■ **WHAT YOU NEED TO DO**: When you reach the line that contains "One marker per instance of the snow-covered" in the data below, start reproducing lines exactly, and stop after the line that contains "One marker per instance of the wooden".

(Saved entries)
+++

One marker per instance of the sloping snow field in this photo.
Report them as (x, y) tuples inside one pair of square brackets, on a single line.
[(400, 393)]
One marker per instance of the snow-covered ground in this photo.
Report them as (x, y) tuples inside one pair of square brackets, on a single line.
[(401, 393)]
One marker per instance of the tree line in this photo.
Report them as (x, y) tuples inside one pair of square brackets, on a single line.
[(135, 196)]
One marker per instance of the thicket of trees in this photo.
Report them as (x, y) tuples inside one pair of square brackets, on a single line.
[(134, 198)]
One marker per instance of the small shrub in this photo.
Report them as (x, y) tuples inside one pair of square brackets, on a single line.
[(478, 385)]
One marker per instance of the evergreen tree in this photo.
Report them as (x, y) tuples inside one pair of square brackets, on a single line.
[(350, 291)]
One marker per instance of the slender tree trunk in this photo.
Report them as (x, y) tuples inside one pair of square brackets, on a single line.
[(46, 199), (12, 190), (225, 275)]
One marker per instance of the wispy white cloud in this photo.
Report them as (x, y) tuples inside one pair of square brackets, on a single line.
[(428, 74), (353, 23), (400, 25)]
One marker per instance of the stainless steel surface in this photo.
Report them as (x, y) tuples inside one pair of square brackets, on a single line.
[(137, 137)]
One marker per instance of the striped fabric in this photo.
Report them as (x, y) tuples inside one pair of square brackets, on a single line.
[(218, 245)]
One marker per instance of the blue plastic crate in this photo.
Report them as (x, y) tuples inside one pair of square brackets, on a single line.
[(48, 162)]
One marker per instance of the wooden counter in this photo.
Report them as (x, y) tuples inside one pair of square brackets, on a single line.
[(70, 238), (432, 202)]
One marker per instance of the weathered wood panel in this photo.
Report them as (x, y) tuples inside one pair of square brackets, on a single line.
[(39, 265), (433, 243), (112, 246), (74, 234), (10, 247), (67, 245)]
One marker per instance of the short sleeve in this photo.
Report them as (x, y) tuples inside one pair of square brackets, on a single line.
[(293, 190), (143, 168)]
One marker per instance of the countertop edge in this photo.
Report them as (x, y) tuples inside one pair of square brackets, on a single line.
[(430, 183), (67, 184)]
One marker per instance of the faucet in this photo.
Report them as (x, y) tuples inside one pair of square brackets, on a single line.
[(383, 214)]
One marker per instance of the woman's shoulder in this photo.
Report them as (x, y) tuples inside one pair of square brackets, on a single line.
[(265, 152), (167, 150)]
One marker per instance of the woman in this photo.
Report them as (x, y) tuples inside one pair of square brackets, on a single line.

+++

■ **FINISHED TASK**:
One marker per instance of the snow-covered ground in this photo.
Report them as (x, y) tuples inside one pair of square brackets, on a single line.
[(401, 393)]
One marker per instance of the tree line in this photo.
Report them as (x, y) tuples inside one pair of square brackets, on a single line.
[(135, 196)]
One marker per instance of the thicket of trees in this photo.
Report them as (x, y) tuples inside one pair of square brackets, on a single line.
[(134, 198)]
One marker per instance of the small shrub in this photo.
Report them as (x, y) tuples inside one pair of square brackets, on a single line.
[(478, 385)]
One marker per instance of the evergreen tree in this photo.
Report them as (x, y) tuples inside one pair of square brackets, on a single line.
[(350, 291)]
One marker per instance of the slender tree trunk in this photo.
Report them as (x, y) tuples inside one pair of square brackets, on a single line.
[(46, 199), (12, 190), (225, 275)]
One marker per instance of the wispy white cloud in this photo.
Report them as (x, y) tuples inside one pair of square brackets, on a single line.
[(428, 74), (353, 23), (400, 25)]
One marker per instance of the stainless steel surface in this photo.
Report them as (x, y) tuples inside one pair of square brackets, on a single line.
[(137, 137)]
One marker per instance of the striped fabric in this photo.
Report them as (x, y) tuples inside one pair of square brackets, on a single line.
[(218, 245)]
One marker per instance of the blue plastic crate in this photo.
Report them as (x, y) tuples inside one pair of square brackets, on a single line.
[(48, 162)]
One marker per instance of the wooden counter in this photo.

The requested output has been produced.